:: Enunciado 1 ::
Transcreva do texto sobre clichês o trecho que começa em "Sábio foi o" e termina em "cristalina.".
:: Enunciado 2 ::
De acordo com o texto sobre clichês, o que ainda falta para o lançamento do Manual do escritor?

:: Texto de leitura ::
——————
02 fevereiro 2016
Clichê
Em março ou abril
lançarei o
Manual do escritor
Só faltam o copidesque e
a revisão.
Segue um aperitivo
Clichê
É
repetição. É o oposto de criatividade.
Pessoas comentam
orgulhosos de sabedoria: “filho de peixe, peixinho é” ou “quem brinca com fogo
acaba se queimando” ou “em briga
de marido e mulher, ninguém mete a colher” e depois olham com cara de
superiores e narizes empinados como se tivessem dito a coisa mais sábia do
universo.
Sábio foi o primeiro que disse a frase antes de virar ditado. Os outros
são meros repetidores. E, para a literatura, nada pior que a previsibilidade.
Além dos ditos populares há vários outros lugares comuns que devem ser
evitados. É o caso do agente de viagens que afugenta clientes ao informar que a
cidade é hospitaleira, tem praias paradisíacas de areia branca e água
cristalina.
Os chavões refletem ausência de
pensamento:
Aluno exemplar; amargo destino; campos verdejantes; céu infinito;
coração estúpido; cortina de ferro; em última análise; dever indeclinável;
dramática situação; fim amargo; forte como touro; influência avassaladora;
ironia do destino; manto negro da noite; morrer como um passarinho; por
incrível que pareça; primeiro e único; rua da amargura; sem sombra de dúvida;
sério candidato; silêncio sepulcral, vil metal.
——————
:: Listagem apresentada ::
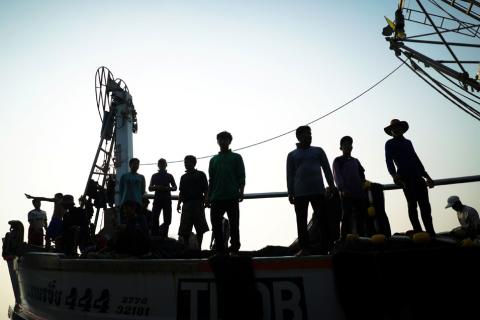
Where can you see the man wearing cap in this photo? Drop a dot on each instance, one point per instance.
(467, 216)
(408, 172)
——————
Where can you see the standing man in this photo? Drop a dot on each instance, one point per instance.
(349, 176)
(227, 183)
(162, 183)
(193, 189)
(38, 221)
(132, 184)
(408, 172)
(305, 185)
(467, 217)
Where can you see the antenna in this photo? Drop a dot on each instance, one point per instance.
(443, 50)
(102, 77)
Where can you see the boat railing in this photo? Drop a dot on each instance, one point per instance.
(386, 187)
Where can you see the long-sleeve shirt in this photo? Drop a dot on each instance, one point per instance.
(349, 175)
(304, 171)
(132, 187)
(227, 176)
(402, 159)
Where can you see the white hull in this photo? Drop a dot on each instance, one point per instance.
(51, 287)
——————
:: Sua resposta 1 ::
Sábio foi o primeiro que disse a frase antes de virar ditado. Os outros
são meros repetidores. E, para a literatura, nada pior que a previsibilidade.
Além dos ditos populares há vários outros lugares comuns que devem ser
evitados. É o caso do agente de viagens que afugenta clientes ao informar que a
cidade é hospitaleira, tem praias paradisíacas de areia branca e água
cristalina.

:: Sua resposta 2 ::
Faltam o copidesque e a revisão.